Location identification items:
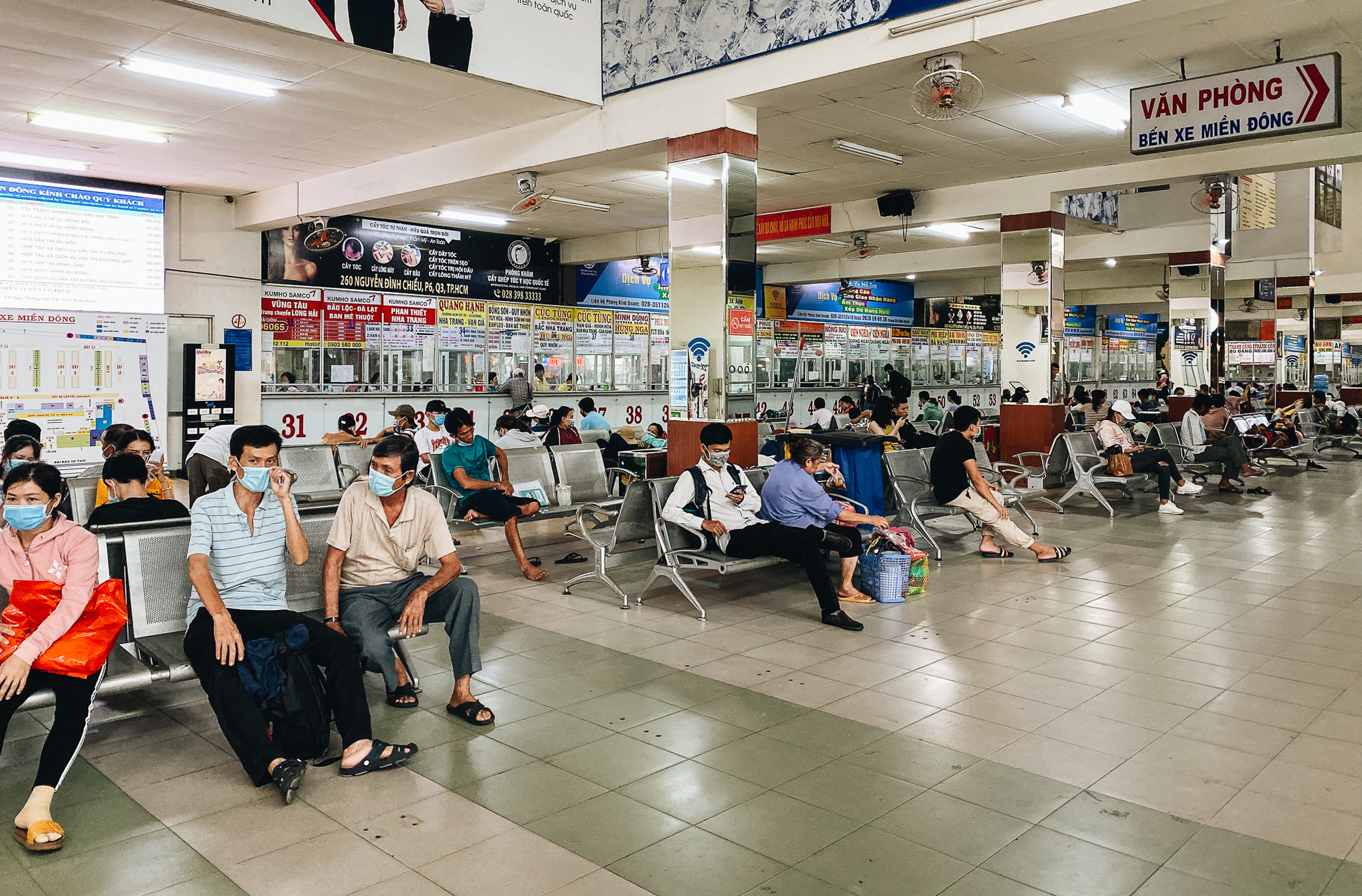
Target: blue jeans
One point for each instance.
(368, 613)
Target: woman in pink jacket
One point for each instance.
(42, 544)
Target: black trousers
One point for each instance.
(452, 42)
(76, 699)
(1153, 461)
(373, 24)
(797, 545)
(236, 709)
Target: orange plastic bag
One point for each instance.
(86, 645)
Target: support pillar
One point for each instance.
(1033, 303)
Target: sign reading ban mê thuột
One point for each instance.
(1273, 100)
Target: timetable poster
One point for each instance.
(398, 257)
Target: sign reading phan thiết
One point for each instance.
(1276, 100)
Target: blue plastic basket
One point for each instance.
(893, 578)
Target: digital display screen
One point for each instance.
(81, 247)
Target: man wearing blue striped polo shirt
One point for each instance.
(238, 543)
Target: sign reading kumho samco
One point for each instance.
(1273, 100)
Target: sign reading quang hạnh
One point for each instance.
(1288, 97)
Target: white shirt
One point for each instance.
(216, 445)
(430, 442)
(721, 509)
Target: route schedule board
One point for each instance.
(77, 247)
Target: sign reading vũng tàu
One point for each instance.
(1273, 100)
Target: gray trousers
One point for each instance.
(368, 613)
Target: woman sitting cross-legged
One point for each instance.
(1112, 434)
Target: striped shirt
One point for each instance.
(250, 571)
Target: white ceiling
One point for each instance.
(340, 106)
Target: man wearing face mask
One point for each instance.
(714, 498)
(240, 540)
(371, 583)
(432, 438)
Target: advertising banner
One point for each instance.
(615, 285)
(1289, 97)
(859, 302)
(397, 257)
(547, 46)
(464, 323)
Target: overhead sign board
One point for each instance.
(1276, 100)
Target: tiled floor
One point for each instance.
(1177, 710)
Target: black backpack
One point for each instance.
(300, 714)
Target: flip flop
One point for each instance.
(1060, 554)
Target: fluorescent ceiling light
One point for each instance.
(42, 161)
(106, 127)
(475, 217)
(691, 178)
(856, 149)
(580, 204)
(954, 231)
(201, 77)
(1098, 111)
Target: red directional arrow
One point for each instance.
(1319, 92)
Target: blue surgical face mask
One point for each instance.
(25, 517)
(382, 484)
(255, 479)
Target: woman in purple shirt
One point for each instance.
(793, 498)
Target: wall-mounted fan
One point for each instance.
(530, 198)
(1216, 197)
(949, 92)
(861, 247)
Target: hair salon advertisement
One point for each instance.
(548, 46)
(397, 257)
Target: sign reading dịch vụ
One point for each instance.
(1288, 97)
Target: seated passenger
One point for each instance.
(239, 541)
(957, 481)
(125, 481)
(1143, 458)
(370, 581)
(724, 509)
(1226, 449)
(793, 498)
(468, 465)
(39, 543)
(140, 442)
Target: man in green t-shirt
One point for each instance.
(466, 461)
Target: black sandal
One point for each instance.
(377, 762)
(469, 713)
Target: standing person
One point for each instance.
(370, 579)
(434, 436)
(468, 464)
(240, 539)
(371, 24)
(717, 499)
(206, 468)
(1143, 458)
(125, 481)
(520, 390)
(42, 544)
(793, 498)
(957, 481)
(450, 32)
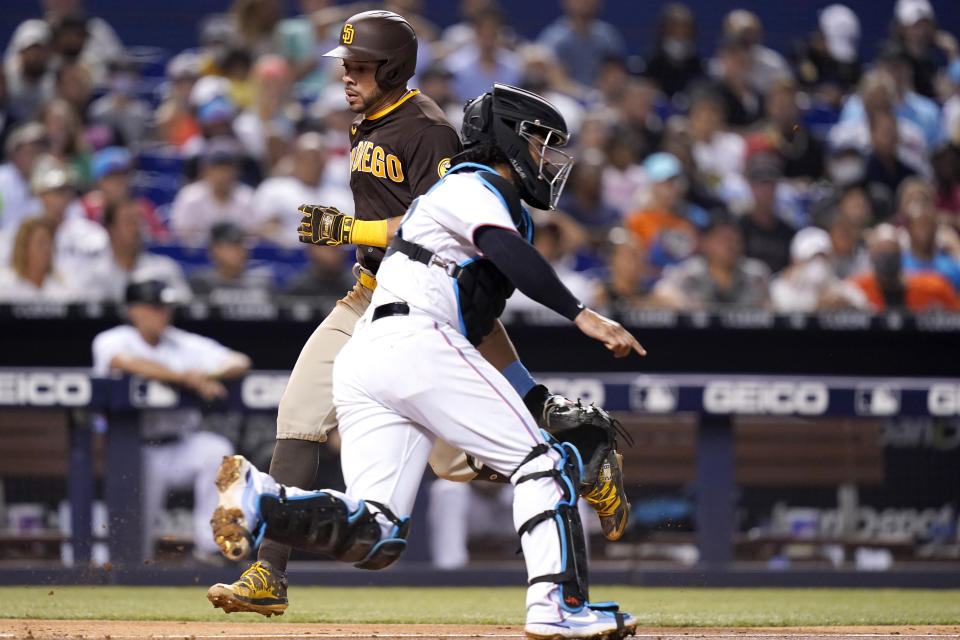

GIVEN PROBLEM: Lay out every line of the material above as a Markdown table with the columns "Row" and "Line," numbering the rows and skipping blank lines. Leave the pictures out of the table.

CORRECT RESPONSE:
| Row | Line |
|---|---|
| 1 | Target: blue jeans |
| 2 | One point for each instance. |
| 3 | (368, 613) |
| 4 | Target: woman in pink jacket |
| 5 | One point for each instance. |
| 6 | (42, 544) |
| 7 | Target: black trousers |
| 8 | One point for each instance. |
| 9 | (452, 42) |
| 10 | (76, 699) |
| 11 | (1153, 461) |
| 12 | (373, 24) |
| 13 | (797, 545) |
| 14 | (236, 709) |
| 15 | Target: orange plastic bag |
| 16 | One point for each instance. |
| 17 | (86, 645) |
| 18 | Target: support pillar |
| 19 | One point for each instance. |
| 20 | (1033, 303) |
| 21 | Target: sign reading ban mê thuột |
| 22 | One point for each instance. |
| 23 | (1273, 100) |
| 24 | Target: timetable poster |
| 25 | One point for each instance. |
| 26 | (398, 257) |
| 27 | Target: sign reading phan thiết |
| 28 | One point for each instance. |
| 29 | (1276, 100) |
| 30 | Target: blue plastic basket |
| 31 | One point for each instance. |
| 32 | (893, 578) |
| 33 | Target: digital display screen |
| 34 | One point for each instance. |
| 35 | (81, 247) |
| 36 | Target: man wearing blue striped polo shirt |
| 37 | One point for each instance. |
| 38 | (238, 543) |
| 39 | Target: sign reading kumho samco |
| 40 | One point for each instance. |
| 41 | (1273, 100) |
| 42 | Target: sign reading quang hạnh |
| 43 | One point for each instance. |
| 44 | (1288, 97) |
| 45 | Target: white shirt |
| 46 | One point for each instance. |
| 47 | (216, 445) |
| 48 | (430, 442) |
| 49 | (721, 509) |
| 50 | Target: route schedule board |
| 51 | One point for each instance. |
| 52 | (77, 247) |
| 53 | Target: sign reading vũng tàu |
| 54 | One point for each instance. |
| 55 | (1273, 100) |
| 56 | Target: gray trousers |
| 57 | One point for each instance. |
| 58 | (368, 613) |
| 59 | Target: woman sitting cross-legged |
| 60 | One point for each instance. |
| 61 | (1112, 434) |
| 62 | Target: striped shirt |
| 63 | One point for each instance. |
| 64 | (250, 571) |
| 65 | Target: white ceiling |
| 66 | One point for each instance. |
| 67 | (340, 106) |
| 68 | Target: man wearing face mask |
| 69 | One point for each instance. |
| 70 | (714, 498) |
| 71 | (240, 540) |
| 72 | (371, 583) |
| 73 | (432, 438) |
| 74 | Target: advertising banner |
| 75 | One point for each instance. |
| 76 | (615, 285) |
| 77 | (1289, 97) |
| 78 | (859, 302) |
| 79 | (397, 257) |
| 80 | (547, 46) |
| 81 | (464, 323) |
| 82 | Target: overhead sign board |
| 83 | One point for each instance. |
| 84 | (1276, 100) |
| 85 | Target: tiled floor |
| 86 | One point for each instance. |
| 87 | (1177, 710) |
| 88 | Target: black backpack |
| 89 | One point for each instance. |
| 90 | (300, 714) |
| 91 | Target: flip flop |
| 92 | One point for each instance. |
| 93 | (1060, 554) |
| 94 | Target: fluorescent ceiling light |
| 95 | One point for each instance. |
| 96 | (42, 161) |
| 97 | (106, 127) |
| 98 | (475, 217) |
| 99 | (691, 178) |
| 100 | (856, 149) |
| 101 | (580, 204) |
| 102 | (954, 231) |
| 103 | (201, 77) |
| 104 | (1098, 111) |
| 105 | Target: red directional arrow |
| 106 | One point for each instance. |
| 107 | (1319, 92) |
| 108 | Target: blue surgical face mask |
| 109 | One point for each instance. |
| 110 | (25, 517) |
| 111 | (382, 484) |
| 112 | (255, 479) |
| 113 | Target: woman in purple shirt |
| 114 | One point for each instance. |
| 115 | (793, 498) |
| 116 | Target: wall-mounted fan |
| 117 | One point for each instance. |
| 118 | (530, 198) |
| 119 | (1216, 197) |
| 120 | (949, 92) |
| 121 | (861, 247) |
| 122 | Target: hair salon advertisement |
| 123 | One point for each instance. |
| 124 | (548, 46) |
| 125 | (397, 257) |
| 126 | Target: sign reading dịch vụ |
| 127 | One point for each instance. |
| 128 | (1288, 97) |
| 129 | Target: seated passenger |
| 130 | One point for each instance. |
| 131 | (239, 541) |
| 132 | (957, 481) |
| 133 | (125, 481) |
| 134 | (1143, 458) |
| 135 | (370, 581) |
| 136 | (724, 509) |
| 137 | (1226, 449) |
| 138 | (793, 498) |
| 139 | (468, 465) |
| 140 | (39, 543) |
| 141 | (140, 442) |
| 142 | Target: man in green t-shirt |
| 143 | One point for each instance. |
| 144 | (466, 461) |
| 145 | Target: black sandal |
| 146 | One point for each instance. |
| 147 | (377, 762) |
| 148 | (469, 713) |
| 149 | Target: standing person |
| 150 | One point for each instance. |
| 151 | (370, 579) |
| 152 | (434, 436) |
| 153 | (468, 464) |
| 154 | (240, 539) |
| 155 | (371, 24) |
| 156 | (717, 499) |
| 157 | (206, 468) |
| 158 | (1143, 458) |
| 159 | (125, 481) |
| 160 | (520, 390) |
| 161 | (42, 544) |
| 162 | (793, 498) |
| 163 | (957, 481) |
| 164 | (450, 32) |